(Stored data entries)
-----

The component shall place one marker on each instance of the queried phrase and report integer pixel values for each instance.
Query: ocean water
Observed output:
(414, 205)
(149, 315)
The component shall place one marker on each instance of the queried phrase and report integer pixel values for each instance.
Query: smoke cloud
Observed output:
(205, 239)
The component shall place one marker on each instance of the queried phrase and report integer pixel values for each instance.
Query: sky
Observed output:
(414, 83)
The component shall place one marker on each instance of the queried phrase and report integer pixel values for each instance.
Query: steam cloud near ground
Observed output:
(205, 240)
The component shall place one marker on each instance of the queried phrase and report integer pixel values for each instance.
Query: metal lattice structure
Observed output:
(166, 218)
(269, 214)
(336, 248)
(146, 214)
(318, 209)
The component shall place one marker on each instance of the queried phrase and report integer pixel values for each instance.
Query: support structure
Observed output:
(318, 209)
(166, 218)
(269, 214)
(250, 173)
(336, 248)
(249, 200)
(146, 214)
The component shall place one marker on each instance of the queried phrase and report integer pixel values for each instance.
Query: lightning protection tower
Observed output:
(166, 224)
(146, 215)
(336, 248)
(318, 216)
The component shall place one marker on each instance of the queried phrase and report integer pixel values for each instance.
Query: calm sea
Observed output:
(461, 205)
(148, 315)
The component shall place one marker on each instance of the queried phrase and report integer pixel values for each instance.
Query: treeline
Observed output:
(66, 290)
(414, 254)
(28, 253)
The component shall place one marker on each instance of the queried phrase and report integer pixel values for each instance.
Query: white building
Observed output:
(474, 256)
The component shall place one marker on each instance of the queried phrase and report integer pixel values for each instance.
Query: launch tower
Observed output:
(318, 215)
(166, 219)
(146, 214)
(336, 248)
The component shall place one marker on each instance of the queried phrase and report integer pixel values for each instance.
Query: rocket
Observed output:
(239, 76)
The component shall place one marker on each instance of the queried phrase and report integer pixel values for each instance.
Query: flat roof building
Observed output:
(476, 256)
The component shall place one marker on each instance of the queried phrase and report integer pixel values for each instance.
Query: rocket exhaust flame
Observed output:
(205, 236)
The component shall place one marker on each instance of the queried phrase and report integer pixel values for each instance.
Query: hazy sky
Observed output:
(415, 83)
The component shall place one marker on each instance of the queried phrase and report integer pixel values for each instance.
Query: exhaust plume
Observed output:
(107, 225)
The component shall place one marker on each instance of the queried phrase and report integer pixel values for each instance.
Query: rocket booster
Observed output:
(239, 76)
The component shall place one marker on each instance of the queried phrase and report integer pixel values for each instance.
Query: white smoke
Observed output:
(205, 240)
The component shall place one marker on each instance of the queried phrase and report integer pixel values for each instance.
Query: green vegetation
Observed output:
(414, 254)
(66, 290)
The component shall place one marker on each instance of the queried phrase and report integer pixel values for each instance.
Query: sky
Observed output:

-----

Which lines run from the one containing "Query: flat roof building" to the end of the data? Output them exactly, with nothing added.

Query: flat roof building
Observed output:
(476, 256)
The component shall place one marker on each instance of the queried phrase and report integer pixel values for each instance.
Query: rocket exhaust flame
Observed output:
(205, 236)
The component shall place one marker on each instance of the queried phrase and report integer pixel values for each instance.
Query: hazy sky
Observed output:
(415, 83)
The component shall place one marker on each instance of the queried phrase and report integer pixel values for each instance.
Query: exhaust plume
Observed output:
(107, 225)
The component shall place one marker on each instance of the queried phrase and report integer pixel values for each instance.
Query: rocket booster
Observed output:
(239, 76)
The component shall place one marker on each instance of the queried phrase and report integer pixel values for each instance.
Query: white smoke
Observed output:
(205, 240)
The component shall place one marker on each instance of the queried phrase and report integer pixel values for each instance.
Query: green vegetation
Observed output:
(414, 254)
(66, 290)
The component shall place one marker on each instance of the queried phrase and report integer pixel values for each instance.
Query: sky
Observed output:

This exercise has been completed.